*The exercise*:
Write out the listing below from the line containing "Where can you see the red" to its last line, unaltered, ends included.

#### Given data ####

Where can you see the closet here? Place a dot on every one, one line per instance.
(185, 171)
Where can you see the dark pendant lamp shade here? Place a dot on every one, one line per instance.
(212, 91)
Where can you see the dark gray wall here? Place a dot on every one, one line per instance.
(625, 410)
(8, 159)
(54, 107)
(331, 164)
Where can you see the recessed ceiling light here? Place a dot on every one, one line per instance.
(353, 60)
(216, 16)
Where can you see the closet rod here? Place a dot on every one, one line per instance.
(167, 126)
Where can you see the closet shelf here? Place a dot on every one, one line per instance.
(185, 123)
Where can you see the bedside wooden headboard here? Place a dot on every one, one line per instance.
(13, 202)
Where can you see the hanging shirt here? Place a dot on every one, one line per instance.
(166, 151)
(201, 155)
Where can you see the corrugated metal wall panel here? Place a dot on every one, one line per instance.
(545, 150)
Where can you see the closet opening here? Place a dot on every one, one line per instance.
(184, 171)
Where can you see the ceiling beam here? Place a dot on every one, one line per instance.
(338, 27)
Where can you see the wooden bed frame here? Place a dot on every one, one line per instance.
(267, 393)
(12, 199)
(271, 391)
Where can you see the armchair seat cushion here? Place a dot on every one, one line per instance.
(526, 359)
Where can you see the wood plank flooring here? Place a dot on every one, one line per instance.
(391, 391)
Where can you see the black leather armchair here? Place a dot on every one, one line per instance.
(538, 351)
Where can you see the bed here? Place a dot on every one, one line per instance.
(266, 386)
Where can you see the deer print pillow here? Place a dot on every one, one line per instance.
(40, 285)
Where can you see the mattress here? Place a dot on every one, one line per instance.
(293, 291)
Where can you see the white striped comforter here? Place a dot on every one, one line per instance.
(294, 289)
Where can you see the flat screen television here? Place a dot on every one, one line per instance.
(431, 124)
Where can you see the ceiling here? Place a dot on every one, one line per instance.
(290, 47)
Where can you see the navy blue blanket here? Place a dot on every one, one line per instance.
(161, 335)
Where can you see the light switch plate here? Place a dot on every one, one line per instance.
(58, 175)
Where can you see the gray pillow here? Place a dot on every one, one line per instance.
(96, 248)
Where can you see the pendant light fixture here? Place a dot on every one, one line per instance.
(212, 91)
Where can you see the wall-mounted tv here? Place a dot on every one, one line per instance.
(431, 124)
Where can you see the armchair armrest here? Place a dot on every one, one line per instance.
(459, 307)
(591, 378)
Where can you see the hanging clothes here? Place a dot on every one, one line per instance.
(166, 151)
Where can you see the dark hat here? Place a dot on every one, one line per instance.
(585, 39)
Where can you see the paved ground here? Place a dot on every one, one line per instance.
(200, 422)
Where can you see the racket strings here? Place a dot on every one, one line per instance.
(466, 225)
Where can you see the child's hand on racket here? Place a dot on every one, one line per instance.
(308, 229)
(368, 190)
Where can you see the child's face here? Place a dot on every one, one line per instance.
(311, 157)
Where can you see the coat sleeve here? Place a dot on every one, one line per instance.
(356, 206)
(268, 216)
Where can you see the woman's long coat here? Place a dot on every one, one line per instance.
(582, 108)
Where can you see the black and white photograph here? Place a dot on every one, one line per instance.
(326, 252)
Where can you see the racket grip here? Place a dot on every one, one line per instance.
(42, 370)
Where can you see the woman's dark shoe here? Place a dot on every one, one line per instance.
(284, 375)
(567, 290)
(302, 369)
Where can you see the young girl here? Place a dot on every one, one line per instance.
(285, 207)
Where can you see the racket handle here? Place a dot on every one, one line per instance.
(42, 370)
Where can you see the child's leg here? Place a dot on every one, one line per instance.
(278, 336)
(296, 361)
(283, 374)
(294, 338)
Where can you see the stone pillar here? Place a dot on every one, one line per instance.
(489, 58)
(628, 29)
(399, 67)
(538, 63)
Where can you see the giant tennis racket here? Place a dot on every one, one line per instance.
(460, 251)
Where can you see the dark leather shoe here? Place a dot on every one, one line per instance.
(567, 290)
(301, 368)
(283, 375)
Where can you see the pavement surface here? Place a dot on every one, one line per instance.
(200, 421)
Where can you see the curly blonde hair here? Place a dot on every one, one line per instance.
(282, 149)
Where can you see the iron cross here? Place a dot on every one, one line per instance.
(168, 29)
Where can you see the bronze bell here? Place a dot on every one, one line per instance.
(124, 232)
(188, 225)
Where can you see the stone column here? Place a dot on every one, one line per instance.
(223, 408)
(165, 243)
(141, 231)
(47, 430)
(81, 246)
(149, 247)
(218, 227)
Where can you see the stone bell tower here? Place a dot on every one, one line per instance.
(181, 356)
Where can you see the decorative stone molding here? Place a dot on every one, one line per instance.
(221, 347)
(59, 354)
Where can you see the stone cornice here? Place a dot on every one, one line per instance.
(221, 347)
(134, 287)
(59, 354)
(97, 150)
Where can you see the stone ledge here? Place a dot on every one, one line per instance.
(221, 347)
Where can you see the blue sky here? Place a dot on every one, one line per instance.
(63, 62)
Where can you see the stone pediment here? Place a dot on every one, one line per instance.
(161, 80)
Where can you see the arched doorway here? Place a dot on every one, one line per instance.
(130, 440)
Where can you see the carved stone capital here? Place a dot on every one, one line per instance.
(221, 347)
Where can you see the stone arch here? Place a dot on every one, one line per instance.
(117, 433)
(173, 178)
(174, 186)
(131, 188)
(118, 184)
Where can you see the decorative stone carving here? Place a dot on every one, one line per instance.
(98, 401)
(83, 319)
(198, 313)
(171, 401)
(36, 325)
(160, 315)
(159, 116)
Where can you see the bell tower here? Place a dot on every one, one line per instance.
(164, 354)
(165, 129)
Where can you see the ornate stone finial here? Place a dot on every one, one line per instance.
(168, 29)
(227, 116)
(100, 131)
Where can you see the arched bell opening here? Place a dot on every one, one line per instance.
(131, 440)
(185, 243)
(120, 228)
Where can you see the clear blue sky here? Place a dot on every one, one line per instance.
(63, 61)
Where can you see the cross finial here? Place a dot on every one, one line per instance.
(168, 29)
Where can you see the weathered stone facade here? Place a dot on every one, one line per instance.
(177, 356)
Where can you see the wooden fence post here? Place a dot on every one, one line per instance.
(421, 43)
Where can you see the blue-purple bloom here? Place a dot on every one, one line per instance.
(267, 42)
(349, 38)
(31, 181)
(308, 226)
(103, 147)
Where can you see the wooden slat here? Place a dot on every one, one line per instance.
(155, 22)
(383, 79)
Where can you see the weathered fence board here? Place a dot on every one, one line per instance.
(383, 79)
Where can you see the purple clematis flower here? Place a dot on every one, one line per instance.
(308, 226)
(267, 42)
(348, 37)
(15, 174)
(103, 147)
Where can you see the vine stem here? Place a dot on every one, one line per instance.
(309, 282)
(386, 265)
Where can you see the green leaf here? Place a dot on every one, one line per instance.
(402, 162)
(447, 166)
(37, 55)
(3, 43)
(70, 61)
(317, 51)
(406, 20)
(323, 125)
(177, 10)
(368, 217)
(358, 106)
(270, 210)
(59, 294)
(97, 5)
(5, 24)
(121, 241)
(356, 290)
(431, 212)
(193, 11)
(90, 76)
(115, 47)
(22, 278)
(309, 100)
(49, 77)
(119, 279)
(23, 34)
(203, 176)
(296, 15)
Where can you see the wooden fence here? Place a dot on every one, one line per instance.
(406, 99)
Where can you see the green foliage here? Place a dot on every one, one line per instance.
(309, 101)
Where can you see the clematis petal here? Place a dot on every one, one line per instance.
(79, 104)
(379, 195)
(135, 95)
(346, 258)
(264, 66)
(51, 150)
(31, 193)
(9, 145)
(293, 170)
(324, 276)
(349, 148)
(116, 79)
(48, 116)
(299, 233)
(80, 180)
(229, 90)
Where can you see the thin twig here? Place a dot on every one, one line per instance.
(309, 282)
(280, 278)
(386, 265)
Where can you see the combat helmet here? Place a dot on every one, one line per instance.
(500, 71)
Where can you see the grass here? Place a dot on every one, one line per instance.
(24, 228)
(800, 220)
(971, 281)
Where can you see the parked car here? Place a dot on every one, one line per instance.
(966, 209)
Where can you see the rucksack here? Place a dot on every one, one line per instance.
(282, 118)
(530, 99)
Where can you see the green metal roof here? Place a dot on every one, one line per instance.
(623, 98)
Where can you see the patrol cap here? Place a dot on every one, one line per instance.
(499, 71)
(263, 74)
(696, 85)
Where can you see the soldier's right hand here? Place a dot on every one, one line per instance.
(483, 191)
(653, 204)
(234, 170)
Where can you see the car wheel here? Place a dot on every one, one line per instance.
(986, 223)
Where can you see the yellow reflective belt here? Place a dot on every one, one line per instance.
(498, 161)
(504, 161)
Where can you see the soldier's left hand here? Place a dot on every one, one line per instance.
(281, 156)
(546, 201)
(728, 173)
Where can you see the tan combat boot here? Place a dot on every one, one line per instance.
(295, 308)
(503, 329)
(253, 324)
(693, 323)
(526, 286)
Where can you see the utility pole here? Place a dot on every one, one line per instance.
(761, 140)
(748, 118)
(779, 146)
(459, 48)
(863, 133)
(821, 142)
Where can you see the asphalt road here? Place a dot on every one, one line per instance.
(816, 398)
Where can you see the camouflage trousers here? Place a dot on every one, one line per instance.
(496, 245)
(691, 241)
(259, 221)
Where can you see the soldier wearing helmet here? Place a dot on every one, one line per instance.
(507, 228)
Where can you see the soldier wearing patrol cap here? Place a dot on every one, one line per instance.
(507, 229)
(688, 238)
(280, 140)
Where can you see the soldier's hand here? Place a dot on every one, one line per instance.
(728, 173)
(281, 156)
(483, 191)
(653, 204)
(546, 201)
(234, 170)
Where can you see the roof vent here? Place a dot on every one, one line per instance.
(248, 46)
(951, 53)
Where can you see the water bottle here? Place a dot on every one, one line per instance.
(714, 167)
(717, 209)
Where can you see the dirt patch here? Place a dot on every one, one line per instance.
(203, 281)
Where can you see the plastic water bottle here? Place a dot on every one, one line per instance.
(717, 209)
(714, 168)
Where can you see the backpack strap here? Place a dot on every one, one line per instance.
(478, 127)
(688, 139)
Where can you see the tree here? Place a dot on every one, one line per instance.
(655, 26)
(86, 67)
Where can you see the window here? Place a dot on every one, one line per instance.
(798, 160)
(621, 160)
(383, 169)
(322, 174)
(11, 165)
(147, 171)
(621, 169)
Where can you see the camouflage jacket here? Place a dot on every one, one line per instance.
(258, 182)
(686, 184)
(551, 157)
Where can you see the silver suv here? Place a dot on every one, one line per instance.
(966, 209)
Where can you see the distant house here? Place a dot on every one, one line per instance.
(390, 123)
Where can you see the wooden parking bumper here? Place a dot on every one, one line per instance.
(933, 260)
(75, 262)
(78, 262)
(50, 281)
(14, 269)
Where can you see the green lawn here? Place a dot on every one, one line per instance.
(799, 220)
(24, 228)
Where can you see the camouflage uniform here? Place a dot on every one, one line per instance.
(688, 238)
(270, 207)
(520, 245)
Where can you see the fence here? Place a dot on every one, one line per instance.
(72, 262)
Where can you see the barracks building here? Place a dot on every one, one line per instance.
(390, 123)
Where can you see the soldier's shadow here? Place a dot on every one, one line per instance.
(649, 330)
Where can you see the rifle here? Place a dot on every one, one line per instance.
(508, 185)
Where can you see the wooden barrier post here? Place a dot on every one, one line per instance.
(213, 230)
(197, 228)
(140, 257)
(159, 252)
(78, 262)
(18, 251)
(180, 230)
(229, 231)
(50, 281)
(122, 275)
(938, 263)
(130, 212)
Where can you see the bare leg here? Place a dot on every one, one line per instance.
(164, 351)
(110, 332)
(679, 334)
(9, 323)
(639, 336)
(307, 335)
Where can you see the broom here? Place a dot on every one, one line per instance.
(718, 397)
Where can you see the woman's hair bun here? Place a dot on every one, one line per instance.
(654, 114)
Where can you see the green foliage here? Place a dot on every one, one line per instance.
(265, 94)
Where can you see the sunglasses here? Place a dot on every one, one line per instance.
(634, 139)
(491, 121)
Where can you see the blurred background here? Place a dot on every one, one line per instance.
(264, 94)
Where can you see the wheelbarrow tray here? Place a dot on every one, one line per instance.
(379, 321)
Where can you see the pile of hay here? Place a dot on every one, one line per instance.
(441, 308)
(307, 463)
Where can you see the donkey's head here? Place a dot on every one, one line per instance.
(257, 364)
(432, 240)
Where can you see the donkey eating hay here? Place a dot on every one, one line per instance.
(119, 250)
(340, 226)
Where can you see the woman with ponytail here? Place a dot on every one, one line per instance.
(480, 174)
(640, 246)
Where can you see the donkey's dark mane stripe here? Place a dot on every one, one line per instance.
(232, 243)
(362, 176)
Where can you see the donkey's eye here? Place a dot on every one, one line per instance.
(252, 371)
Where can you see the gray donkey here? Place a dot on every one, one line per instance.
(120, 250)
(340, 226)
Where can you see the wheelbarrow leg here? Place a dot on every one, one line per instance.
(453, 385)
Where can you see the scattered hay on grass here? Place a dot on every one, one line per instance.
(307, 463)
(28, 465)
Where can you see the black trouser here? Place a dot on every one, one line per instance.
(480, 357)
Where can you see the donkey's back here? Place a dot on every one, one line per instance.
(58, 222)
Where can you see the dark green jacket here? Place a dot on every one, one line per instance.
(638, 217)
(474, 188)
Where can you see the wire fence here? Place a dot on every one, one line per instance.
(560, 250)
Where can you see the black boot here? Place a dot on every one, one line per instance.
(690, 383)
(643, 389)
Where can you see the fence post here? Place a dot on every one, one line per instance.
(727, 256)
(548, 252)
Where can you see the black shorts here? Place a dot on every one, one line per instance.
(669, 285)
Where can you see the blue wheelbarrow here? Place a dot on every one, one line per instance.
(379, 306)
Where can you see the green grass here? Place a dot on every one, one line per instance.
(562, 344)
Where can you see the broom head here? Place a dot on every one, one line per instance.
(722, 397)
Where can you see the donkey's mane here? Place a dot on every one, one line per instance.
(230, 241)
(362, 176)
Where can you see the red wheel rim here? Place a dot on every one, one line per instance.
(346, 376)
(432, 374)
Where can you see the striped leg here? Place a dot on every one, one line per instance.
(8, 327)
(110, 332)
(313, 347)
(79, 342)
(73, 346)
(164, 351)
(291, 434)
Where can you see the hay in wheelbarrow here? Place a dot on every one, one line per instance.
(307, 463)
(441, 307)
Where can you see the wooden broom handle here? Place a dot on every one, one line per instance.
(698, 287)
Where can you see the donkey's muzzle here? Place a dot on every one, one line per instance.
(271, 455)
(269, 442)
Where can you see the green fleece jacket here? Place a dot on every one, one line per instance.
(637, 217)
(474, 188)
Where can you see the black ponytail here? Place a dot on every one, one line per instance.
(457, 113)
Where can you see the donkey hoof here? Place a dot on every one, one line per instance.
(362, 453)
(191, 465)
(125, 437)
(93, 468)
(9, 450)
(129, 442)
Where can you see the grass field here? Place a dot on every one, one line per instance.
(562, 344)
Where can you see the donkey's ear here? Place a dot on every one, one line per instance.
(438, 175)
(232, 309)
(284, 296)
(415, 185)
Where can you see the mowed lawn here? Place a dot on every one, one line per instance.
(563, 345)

####

*Worked answer*:
Where can you see the red wheel rim here? Place a dot on every one, one line per instance.
(346, 376)
(432, 374)
Where can you see the striped leg here? Place a dot on every one, one line per instance.
(8, 327)
(110, 332)
(313, 347)
(79, 342)
(73, 346)
(164, 351)
(291, 434)
Where can you see the hay in wheelbarrow here? Place a dot on every one, one line per instance.
(307, 463)
(441, 307)
Where can you see the wooden broom handle here? Place a dot on every one, one line per instance.
(698, 287)
Where can you see the donkey's muzzle here? Place a dot on every one, one line per instance.
(271, 455)
(269, 442)
Where can you see the green fleece jacket here? Place a dot on every one, one line per instance.
(637, 217)
(474, 188)
Where can you see the black ponytail here? Place a dot on every one, one line per instance.
(457, 113)
Where can you see the donkey hoof here? Place a dot on every one, one line per instance.
(362, 453)
(191, 465)
(125, 437)
(93, 468)
(9, 450)
(129, 442)
Where can you see the grass field here? Place a dot on every one, one line per instance.
(562, 344)
Where can you see the donkey's ear here? Place a dot on every one, one line per instance.
(438, 175)
(232, 309)
(284, 296)
(415, 185)
Where can you see the mowed lawn here? Place a dot on every one, one line per instance.
(563, 345)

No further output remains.